> [Requests]:
(1) Answer these questions using the log-wage regression passage:
(a) What reason does it give for the assumption of normally distributed residuals being reasonable?
(b) Why is p equal to 1 in this case?
(c) How many degrees of freedom do the t distributions for the posteriors have?
(2) Rewrite the stretch of the log-wage regression passage from "A: The assumption" through "plot(m_lwage_iq, which = 1)", putting "fairly" in place of "relatively".
(3) Extend the log-wage regression passage, picking up after its final sentence.

> [Source document]:
-- BEGIN --
Exercise: Examine the residuals of this model. Is the assumption of normally distributed residuals reasonable?

A: The assumption of normally distributed residuals is reasonable since the residuals are normally distributed with a relatively constant variance.

plot(m_lwage_iq, which = 1)

plot(m_lwage_iq, which = 2)

Recall that the posterior distribution of \(\alpha\) and \(\beta\) given \(\sigma^2\) is normal, but marginally follows a \(t\) distribution with \(n-p-1\) degrees of freedom. In this case, \(p=1\), since IQ is the only predictor of log-wage included in our model. Therefore both \(\alpha\) and \(\beta\) will have a posteriors that follow a \(t\) distribution 933 degrees of freedom - since the df is so large these distributions will actually be approximately normal.
-- END --
> [Dataset records]:
-- BEGIN --
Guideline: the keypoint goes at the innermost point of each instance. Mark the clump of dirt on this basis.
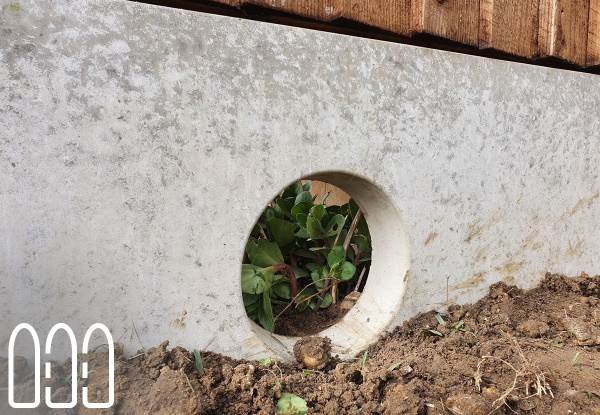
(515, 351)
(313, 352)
-- END --
-- BEGIN --
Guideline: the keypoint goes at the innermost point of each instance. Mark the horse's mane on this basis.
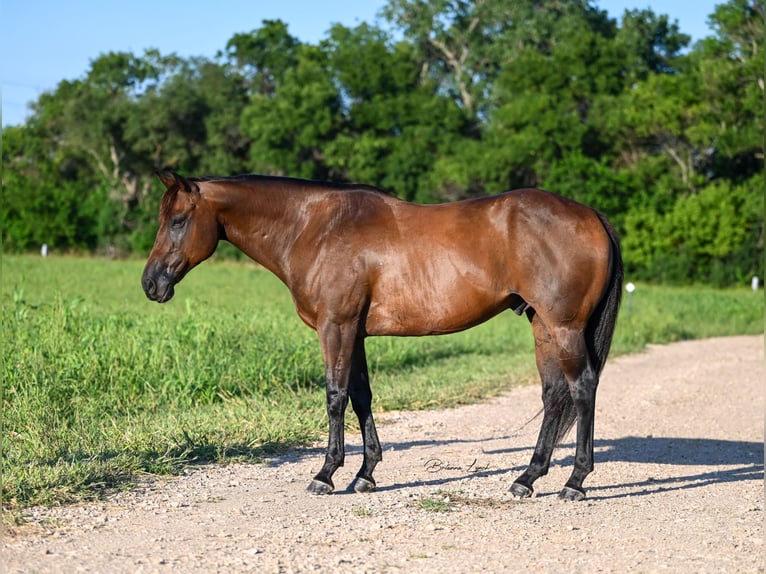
-- END --
> [Results for each task]:
(1)
(a) The residuals are normally distributed with a relatively constant variance.
(b) IQ is the only predictor of log-wage included in the model.
(c) 933.

(2)
A: The assumption of normally distributed residuals is reasonable since the residuals are normally distributed with a fairly constant variance.

plot(m_lwage_iq, which = 1)

(3)
Under the reference prior \(p(\alpha, \beta, \sigma^2) \propto 1/\sigma^2\), give a 95% posterior credible interval for \(\beta\), the coefficient of IQ.
1. (0.00793, 0.00967)
2. (0.00709, 0.01050)
3. (0.00663, 0.01098)
4. (0.00010, 0.01750)

confint(m_lwage_iq, level = 0.95)

##                   2.5 %     97.5 %
## (Intercept) 5.712290445 6.06169800
## iq          0.007100959 0.01051335

Exercise: The coefficient of IQ is very small, which is expected since a one point increase in IQ score can hardly be expected to have a high multiplicative effect on wage. One way to make the coefficient more interpretable is to standardize IQ before putting it into the model. From this new model, an increase in IQ of 1 standard deviation (15 points) is estimated to increase wage by what percentage?

The increase percent of wage per 1 standard deviation increase in IQ is approximately 0.3336.

m_lwage_liq <- lm(lwage ~ log(iq), data = wage)
summary(m_lwage_liq)

## 
## Call:
## lm(formula = lwage ~ log(iq), data = wage)
## 
## Residuals:
##      Min       1Q   Median       3Q      Max 
## -2.09743 -0.24828  0.02547  0.27542  1.21110 
## 
## Coefficients:
##             Estimate Std. Error t value Pr(>|t|)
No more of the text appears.